EXTRACTED TEXT:
........

Transcripts
"Letter from Chiapas"
by Donatella Bernstein
6 March - San Cristobal de las Casas
Given that the British press has barely reported on the Zapatistas in the past, or at present, I thought you might like to know that in Mexico a March for Peace started here on 25th February when the Zapatistas and Sub-Commander Marcos came out of the jungle and began a 10-day march on the capital, taking in all the most controversial areas of conflict in the southern states.
The march, heavily protected by rings of reporters and foreign observers, met up with the National Council of Indigenous People, and approved a Bill of Rights for Indigenous People demanding recognition of local cultures and languages, self-determination for the communities which to this day function along a parallel administration run by their elders, ignored by local authorities, and a right to communal lands usurped by large-scale ranchers and absentee landowners. The texts are heavy with references to dignity, safeguarding of culture and right to democratic self-representation, hardly revolutionary demands.
The march occupies the screens here 50% of the time on air, and La Jornada has been running articles on the march, the Zapatistas, the indigenous council and related subjects in 70% of its pages for the past week. San Cristobal was teeming with reporters, as this is the first time Marcos has spoken in public for years, fearing assassination attempts since Chiapas has been turned into a military occupied zone.
What is intriguing is that Marcos and the other guerilleros should have deemed it safe to come out in public now, and if Vicente Fox is not aiming to exterminate them and says he is open to dialogue, why has this change occured at this particular moment?

........

MATERIAL PROVIDED:
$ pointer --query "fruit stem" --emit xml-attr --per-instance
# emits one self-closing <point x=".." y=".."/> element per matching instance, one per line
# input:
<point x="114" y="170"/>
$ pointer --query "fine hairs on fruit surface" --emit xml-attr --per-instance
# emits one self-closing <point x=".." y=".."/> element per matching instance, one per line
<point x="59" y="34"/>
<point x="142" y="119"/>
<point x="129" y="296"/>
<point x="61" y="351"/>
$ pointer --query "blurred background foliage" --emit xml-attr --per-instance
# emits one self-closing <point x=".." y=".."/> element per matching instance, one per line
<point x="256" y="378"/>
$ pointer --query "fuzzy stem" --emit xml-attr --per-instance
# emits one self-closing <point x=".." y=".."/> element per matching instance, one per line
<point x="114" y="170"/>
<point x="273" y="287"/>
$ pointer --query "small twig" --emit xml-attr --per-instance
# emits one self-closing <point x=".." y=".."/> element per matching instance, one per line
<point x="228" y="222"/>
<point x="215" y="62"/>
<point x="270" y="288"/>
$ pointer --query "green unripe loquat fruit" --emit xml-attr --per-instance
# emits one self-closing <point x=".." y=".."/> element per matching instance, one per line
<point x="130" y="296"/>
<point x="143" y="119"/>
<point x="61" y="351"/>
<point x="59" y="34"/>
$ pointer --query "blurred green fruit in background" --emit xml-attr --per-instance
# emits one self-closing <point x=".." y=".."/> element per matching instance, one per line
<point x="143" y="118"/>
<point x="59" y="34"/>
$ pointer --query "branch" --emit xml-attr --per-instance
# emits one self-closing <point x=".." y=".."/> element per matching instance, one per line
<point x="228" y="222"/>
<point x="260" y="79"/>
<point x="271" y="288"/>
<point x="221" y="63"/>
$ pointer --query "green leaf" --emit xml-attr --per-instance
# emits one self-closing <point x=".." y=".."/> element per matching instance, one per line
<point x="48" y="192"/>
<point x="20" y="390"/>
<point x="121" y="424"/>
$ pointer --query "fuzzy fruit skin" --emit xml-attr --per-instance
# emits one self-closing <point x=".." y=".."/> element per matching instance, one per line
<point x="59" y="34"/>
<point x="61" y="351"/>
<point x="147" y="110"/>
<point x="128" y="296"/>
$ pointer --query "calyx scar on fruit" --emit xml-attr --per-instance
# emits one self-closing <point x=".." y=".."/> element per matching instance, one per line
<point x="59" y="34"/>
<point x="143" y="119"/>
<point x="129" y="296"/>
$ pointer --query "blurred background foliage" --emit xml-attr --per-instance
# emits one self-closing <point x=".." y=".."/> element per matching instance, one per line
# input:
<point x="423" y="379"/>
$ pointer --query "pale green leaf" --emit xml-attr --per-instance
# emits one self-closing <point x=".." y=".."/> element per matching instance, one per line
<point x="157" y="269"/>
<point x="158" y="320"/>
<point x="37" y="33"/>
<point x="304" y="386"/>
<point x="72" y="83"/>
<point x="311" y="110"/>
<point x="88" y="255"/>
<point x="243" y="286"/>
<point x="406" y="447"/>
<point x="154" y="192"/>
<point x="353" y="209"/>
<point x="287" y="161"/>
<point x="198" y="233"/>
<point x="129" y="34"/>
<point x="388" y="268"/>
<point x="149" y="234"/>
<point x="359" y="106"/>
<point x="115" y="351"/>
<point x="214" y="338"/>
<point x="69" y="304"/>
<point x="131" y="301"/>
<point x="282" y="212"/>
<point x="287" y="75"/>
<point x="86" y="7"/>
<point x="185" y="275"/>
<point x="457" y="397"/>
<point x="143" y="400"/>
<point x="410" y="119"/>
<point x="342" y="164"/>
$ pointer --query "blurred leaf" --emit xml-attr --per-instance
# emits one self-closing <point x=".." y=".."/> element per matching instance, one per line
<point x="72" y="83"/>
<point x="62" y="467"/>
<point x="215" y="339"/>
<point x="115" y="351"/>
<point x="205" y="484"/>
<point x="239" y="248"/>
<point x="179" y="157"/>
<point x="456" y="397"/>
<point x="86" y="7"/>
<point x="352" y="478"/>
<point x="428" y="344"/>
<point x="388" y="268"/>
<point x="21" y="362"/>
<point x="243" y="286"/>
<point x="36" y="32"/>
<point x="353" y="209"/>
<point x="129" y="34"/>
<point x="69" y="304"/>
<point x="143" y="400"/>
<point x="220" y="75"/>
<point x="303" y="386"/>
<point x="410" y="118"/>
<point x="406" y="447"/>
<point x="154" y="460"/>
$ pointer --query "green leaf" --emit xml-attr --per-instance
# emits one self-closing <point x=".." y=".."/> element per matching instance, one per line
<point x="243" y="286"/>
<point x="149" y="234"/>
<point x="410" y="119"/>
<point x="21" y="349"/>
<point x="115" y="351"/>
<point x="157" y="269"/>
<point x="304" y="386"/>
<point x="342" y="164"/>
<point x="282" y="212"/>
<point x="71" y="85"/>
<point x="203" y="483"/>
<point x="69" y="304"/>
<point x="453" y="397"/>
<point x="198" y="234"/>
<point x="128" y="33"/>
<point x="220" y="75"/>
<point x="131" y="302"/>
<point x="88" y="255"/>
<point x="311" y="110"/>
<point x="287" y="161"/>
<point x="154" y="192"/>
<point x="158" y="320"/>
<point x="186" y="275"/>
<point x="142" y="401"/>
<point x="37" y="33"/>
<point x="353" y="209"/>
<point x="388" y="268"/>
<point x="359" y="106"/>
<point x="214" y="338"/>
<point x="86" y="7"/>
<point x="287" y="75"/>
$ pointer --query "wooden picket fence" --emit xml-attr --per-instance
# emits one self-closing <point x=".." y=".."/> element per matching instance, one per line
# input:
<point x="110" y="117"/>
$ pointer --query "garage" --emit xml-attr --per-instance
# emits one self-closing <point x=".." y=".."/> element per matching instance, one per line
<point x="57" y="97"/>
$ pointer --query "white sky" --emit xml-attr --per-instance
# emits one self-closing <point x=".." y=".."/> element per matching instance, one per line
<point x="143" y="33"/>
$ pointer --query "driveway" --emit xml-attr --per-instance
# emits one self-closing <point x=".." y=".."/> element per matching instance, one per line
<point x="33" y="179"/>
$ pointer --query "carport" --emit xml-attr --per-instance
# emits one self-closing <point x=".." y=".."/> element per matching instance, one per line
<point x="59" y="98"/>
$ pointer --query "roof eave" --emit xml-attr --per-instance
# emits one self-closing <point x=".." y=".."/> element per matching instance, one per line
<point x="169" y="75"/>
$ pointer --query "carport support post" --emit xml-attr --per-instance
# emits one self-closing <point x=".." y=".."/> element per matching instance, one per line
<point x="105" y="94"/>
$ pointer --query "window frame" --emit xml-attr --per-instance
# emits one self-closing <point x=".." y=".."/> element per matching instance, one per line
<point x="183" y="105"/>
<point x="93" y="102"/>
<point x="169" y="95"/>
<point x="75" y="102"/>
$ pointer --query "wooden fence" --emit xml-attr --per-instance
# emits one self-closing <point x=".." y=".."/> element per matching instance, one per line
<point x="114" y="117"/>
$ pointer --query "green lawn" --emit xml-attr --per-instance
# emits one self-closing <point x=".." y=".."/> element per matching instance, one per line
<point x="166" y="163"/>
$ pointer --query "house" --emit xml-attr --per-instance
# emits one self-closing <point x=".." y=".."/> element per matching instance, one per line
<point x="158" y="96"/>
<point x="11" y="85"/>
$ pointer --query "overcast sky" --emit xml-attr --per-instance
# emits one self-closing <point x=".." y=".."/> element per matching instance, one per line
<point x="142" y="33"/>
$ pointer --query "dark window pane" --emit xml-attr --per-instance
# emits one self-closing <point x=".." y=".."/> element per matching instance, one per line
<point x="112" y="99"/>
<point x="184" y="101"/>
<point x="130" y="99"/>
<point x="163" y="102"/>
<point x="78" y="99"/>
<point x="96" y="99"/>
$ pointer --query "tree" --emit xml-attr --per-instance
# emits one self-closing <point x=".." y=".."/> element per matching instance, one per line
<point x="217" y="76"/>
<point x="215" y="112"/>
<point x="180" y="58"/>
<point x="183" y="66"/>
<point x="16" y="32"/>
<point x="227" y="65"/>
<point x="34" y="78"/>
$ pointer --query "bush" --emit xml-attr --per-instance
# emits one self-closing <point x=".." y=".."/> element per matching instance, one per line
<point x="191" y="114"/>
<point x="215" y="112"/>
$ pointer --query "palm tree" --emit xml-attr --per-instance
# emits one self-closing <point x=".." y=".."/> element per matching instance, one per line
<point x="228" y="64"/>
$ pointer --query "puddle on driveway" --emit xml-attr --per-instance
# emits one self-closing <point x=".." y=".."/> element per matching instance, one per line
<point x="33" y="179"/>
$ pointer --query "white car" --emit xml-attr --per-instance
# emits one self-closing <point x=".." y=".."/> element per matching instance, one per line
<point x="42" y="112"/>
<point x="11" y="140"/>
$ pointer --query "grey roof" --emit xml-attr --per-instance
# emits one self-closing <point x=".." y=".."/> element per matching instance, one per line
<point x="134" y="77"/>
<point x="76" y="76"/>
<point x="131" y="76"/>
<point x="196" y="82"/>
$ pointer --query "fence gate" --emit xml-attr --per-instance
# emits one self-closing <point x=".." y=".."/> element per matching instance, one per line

........

WHAT TO DO:
- A) Copy from the letter from Chiapas the passage that begins at the words "The march occupies" and stops after "military occupied zone.".
- B) List every person named in the letter from Chiapas.

SOLUTIONS TO THE EXERCISE:
- A)
The march occupies the screens here 50% of the time on air, and La Jornada has been running articles on the march, the Zapatistas, the indigenous council and related subjects in 70% of its pages for the past week. San Cristobal was teeming with reporters, as this is the first time Marcos has spoken in public for years, fearing assassination attempts since Chiapas has been turned into a military occupied zone.

- B)
Donatella Bernstein
Sub-Commander Marcos
Vicente Fox